Referring expression data:
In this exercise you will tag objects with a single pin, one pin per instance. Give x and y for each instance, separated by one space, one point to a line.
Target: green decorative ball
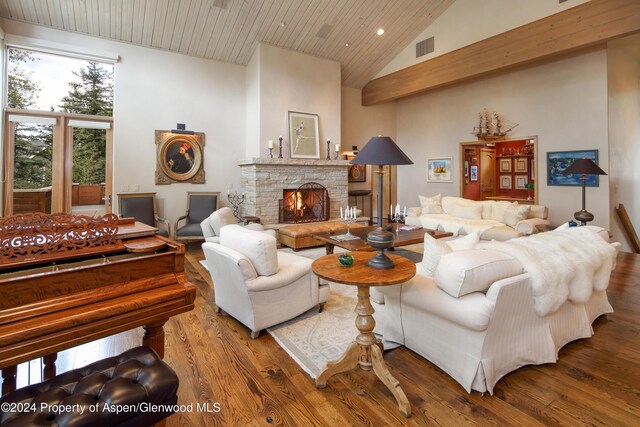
346 260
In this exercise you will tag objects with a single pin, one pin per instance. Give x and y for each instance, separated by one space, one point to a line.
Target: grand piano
68 279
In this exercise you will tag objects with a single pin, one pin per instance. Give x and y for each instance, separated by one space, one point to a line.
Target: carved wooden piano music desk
66 280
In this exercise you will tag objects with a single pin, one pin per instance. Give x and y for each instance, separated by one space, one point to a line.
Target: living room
568 102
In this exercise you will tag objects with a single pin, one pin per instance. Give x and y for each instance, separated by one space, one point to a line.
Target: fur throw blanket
563 264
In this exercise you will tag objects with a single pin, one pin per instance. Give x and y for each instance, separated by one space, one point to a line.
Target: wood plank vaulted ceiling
230 30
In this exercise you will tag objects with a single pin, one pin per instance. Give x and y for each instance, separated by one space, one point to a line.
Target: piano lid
30 238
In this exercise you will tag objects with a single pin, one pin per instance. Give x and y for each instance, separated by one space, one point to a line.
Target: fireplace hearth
307 203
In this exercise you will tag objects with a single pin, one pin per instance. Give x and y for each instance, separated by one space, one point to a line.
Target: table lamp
584 167
380 151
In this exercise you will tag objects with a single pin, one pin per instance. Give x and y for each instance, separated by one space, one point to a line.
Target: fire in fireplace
307 203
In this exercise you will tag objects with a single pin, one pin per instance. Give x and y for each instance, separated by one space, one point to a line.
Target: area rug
313 338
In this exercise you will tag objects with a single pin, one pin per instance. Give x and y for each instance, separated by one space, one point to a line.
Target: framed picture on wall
304 137
521 182
520 165
179 158
532 170
558 161
505 182
505 165
439 170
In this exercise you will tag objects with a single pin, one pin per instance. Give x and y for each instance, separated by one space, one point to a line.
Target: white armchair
256 284
224 216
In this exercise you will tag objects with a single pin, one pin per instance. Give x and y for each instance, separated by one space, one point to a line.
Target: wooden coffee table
365 351
401 238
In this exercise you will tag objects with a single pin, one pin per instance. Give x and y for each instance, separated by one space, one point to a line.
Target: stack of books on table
344 237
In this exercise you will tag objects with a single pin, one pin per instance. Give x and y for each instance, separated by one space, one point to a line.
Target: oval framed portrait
179 158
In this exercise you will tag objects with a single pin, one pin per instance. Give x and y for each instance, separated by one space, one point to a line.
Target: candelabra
350 216
236 200
396 219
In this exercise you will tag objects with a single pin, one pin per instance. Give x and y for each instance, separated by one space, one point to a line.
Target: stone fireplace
307 203
264 181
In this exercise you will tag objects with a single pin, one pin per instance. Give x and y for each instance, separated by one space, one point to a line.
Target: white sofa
257 284
481 315
495 220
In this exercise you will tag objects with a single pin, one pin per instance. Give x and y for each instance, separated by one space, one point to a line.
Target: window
58 112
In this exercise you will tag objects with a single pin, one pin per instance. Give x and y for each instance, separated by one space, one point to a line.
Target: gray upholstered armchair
142 207
199 207
213 223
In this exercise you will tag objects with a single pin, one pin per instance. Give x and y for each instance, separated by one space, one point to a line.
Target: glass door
89 192
57 163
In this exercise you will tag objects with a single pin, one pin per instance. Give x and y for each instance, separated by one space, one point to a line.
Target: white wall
624 132
252 143
360 124
291 81
562 101
156 90
468 21
3 85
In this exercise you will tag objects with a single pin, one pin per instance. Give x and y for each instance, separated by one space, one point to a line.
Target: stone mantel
291 162
263 179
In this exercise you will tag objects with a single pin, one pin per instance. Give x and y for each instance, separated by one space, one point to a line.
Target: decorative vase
381 240
346 260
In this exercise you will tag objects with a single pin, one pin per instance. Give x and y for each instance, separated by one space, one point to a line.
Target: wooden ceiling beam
588 24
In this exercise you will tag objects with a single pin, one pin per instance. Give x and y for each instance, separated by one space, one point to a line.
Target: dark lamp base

# PROBLEM DETAILS
Output the records above exactly, leaving out pictures.

# SOLVED PROBLEM
In this exercise you will tag objects with a single pin, one pin per instance. Give x and y for each instance, separated by one space, one point to a line.
Target: green decorative ball
346 260
In this exercise you will tag objects with a single pin, one pin per instance. Give x and y for each instance, separated by one space, one point to a line.
Target: grand piano
68 279
In this exercise you will tag objects with a single pin, one pin per instance. Give x and y for each instance, separated by one space, one point to a line.
Target: carved wooden piano music desk
66 280
In this exercise you will tag objects with a single pin, one pin per instance. Give x and y for each instance, separated by one space, one point to a line.
Target: living room
568 102
In this exercise you will tag objects with a single pin, one pin per instance. Give x and y for each instance, separated by one space, one point to a line.
Target: fur throw blanket
563 264
In this exercise you will tag objects with a single pin, one pin per instance. Give x and y for each instance, separated by one space, one point to a line.
Target: wood plank vaulted ceiling
230 30
In this exercise you will tag objects with a single pin, one pin per instance. Give x and y for each instance, separated by one space, one point to a line.
Target: piano lid
30 238
In this exercise you will tag objects with a single pin, one pin per instance. Give x and y for each instance, separated by one space, one point to a line.
Target: fireplace hearth
307 203
In this exercise you will tag objects with a single pin, one pin per instance. Give x and y for each instance, separated by one space, one point to a line.
Target: table lamp
584 167
380 151
In this exercise you will tag objects with a single pin, one pin per instance. Give x and y for each instance, separated by one space, one point to a line.
Target: fire in fireplace
307 203
In this exercise you will tag objects with a single pin, one pin per instance. Give x and y for each instance, separated by one space, one point to a line.
Target: area rug
313 338
In this exercise you will tag objects with a single pin, one pin per instance. Give x and y for each instance, separated by one space, one point to a line.
Target: framed picture on wall
304 137
521 182
520 165
179 158
532 170
558 161
505 182
505 165
439 170
In this exercise you will tag objects with a single pin, one pin per instance. Give x and y for each instance, separated by one space, one point to a line.
Target: white armchair
256 284
224 216
In this exercise you will tag objects with a single pin, one pin per instance. Give x and y for each instance, separated by one space, one point to a line.
Target: wooden coffee table
365 351
401 238
In this exercise you will tag objects with a single pin, one pin per instance. Give x and y for each instance, separated by one space, one point to a line.
Target: stack of books on table
344 237
In this exercise you will tag objects with a single pin, one pin per instance. Give x and y for each instance, separated by one space, one point to a line.
Target: oval framed portrait
179 158
In this exercise you will tag objects with a single pin, one pin per instance. Give x and y for each instance, separated by one space, one point to a line.
Target: candelabra
350 216
236 200
396 219
In this exercise you will tag objects with a single pin, one pin per instance. Give x and y for each instance, separated by one space, one point to a line.
Target: stone fireplace
307 203
264 181
In this exercise you will tag objects with a single pin, one pin per instance. Give x and y for each instance, separated by one space, one point to a line.
Target: white sofa
257 284
481 315
495 220
In this exercise you will tag objects with a single pin, one pin per instance. Give x and y for each instance, separated by one space, one point to a line.
Target: window
58 112
In this exercise you will tag objects with a single pin, one pin per instance. Give x and y for each instance, separated by one space, one point to a line.
Target: gray upholstered armchair
142 207
199 207
213 223
In this exercise you will tag objects with a single pin, one pin per instance. Give x and y for each instance, separated by one space, one point to a line.
Target: glass door
89 192
57 163
In this exercise you will tag objects with a single pin, one pin per instance. Give x and y for each instance, separated by one space, one point to a line.
Target: white wall
624 132
252 143
360 124
291 81
562 101
156 90
468 21
3 85
In this exercise you will tag objects with a single pin, one pin per instance. Give x and y for each instance, separated by one space, one point to a line.
Target: stone mantel
291 162
263 179
In this exercise you will tag objects with a single pin, one pin per instance. Give x and y for each instance, separated by one space, one point to a line.
Target: decorative vase
381 240
346 260
In this exercise you will tag objects with a single pin, one pin per instance. Give x and y for each instance, separated by one space, one point to a line.
Target: wooden ceiling beam
588 24
In this exercise you will tag objects with a single pin, one pin per instance. Give x and y for each instance, separated by one space, one point to a line.
Target: dark lamp base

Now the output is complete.